Dr. Elizabeth Mayer-Davis, Cary C. Boshamer Distinguished Professor and chair of the department of nutrition at UNC Gillings School of Global Public Health, has received a National Institutes of Health grant to help young people with Type 1 diabetes better control their glucose levels and weight.
[Photo: Dr. Elizabeth Mayer-Davis]
The four-year, $1.9 million award complements Dr. Mayer-Davis’ recent research, published April 13 in The New England Journal of Medicine, in which she and colleagues found increased incidence of Type 1 diabetes in young people in the decade between 2002 and 2012, especially among Hispanic youths.
The grant supports Dr. Mayer-Davis’ efforts to develop and test the efficacy of specific dietary approaches alongside behavioral approaches to help overweight young adults with Type 1 diabetes simultaneously manage blood sugar levels and achieve a healthy weight.

Items from a data source
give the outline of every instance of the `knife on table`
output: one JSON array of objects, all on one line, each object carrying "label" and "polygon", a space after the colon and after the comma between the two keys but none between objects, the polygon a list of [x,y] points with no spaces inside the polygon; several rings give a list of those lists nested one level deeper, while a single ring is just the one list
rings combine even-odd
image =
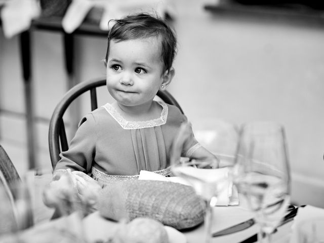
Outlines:
[{"label": "knife on table", "polygon": [[[294,217],[297,213],[297,210],[298,208],[295,208],[294,206],[289,208],[289,213],[287,214],[284,218],[282,221],[279,226],[281,226],[288,222],[292,220]],[[250,228],[252,225],[255,224],[255,221],[254,219],[250,219],[246,221],[244,221],[242,223],[239,223],[235,225],[233,225],[228,228],[226,228],[225,229],[220,230],[219,231],[213,233],[212,234],[212,237],[220,236],[221,235],[225,235],[225,234],[232,234],[236,232],[244,230],[248,228]]]}]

EXERCISES -
A. According to the grant announcement, how long does the National Institutes of Health award last, and how much is it worth?
B. Write the next few sentences of the grant announcement, picking up after its final sentence.
The listing is separate material and has no connection to the grant announcement.

EXERCISE RESULTS -
A. It is a four-year award worth $1.9 million.

B.
“Weight management in the context of Type 1 diabetes is particularly challenging due to underlying metabolic, clinical and psychosocial factors that are unique to Type 1 diabetes,” Dr. Mayer-Davis said. “Our goal is to generate much-needed science to inform clinical practice guidelines to address the ever-increasing and under-appreciated problem of overweight and obesity in this setting in which day-to-day glucose control often works against weight management.”
Dr. Mayer-Davis will work through a transdisciplinary consortium, Advance Care for Type 1 Diabetes and Obesity Network (ACTION), with researchers from UNC, Florida Hospital Translational Research Institute for Metabolism and Diabetes, and Stanford University’s Division of Pediatric Endocrinology and Diabetes.